WHAT TO DO
Please count the lines in the listing below that contain the string "inside", treating uppercase and lowercase as different, and reply with the number alone.

DATA SECTION
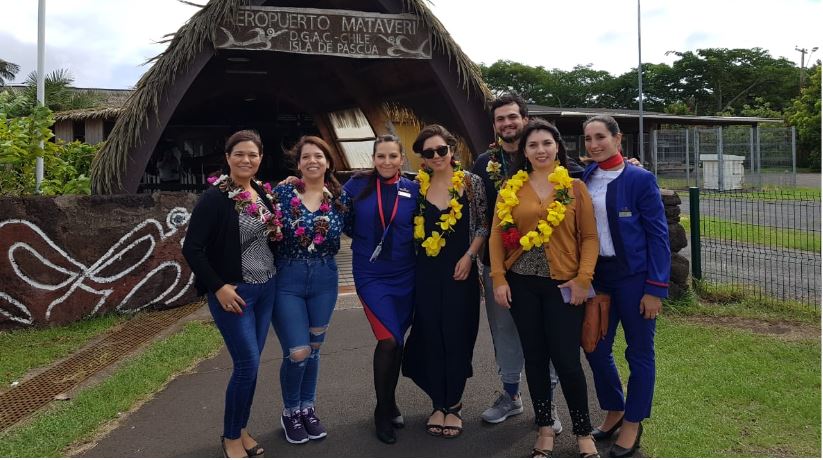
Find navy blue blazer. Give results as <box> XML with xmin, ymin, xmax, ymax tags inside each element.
...
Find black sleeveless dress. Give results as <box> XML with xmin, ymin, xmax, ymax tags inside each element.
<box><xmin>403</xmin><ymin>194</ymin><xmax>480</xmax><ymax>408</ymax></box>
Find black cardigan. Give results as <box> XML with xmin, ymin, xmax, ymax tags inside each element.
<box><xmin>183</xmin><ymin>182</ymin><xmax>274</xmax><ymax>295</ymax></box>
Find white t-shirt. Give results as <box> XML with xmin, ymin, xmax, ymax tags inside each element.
...
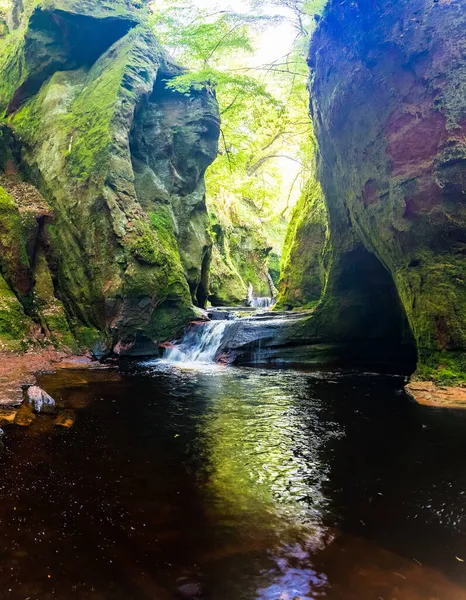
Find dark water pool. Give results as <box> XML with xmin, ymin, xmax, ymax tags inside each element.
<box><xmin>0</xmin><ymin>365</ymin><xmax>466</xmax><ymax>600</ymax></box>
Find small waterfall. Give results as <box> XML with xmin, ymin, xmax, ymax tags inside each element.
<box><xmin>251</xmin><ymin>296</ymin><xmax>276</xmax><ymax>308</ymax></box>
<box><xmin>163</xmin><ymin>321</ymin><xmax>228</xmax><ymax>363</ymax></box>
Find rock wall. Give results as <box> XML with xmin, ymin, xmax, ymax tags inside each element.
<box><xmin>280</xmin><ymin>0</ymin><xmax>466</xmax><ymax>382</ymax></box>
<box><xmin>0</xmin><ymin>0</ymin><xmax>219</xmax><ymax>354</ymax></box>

THE RESULT
7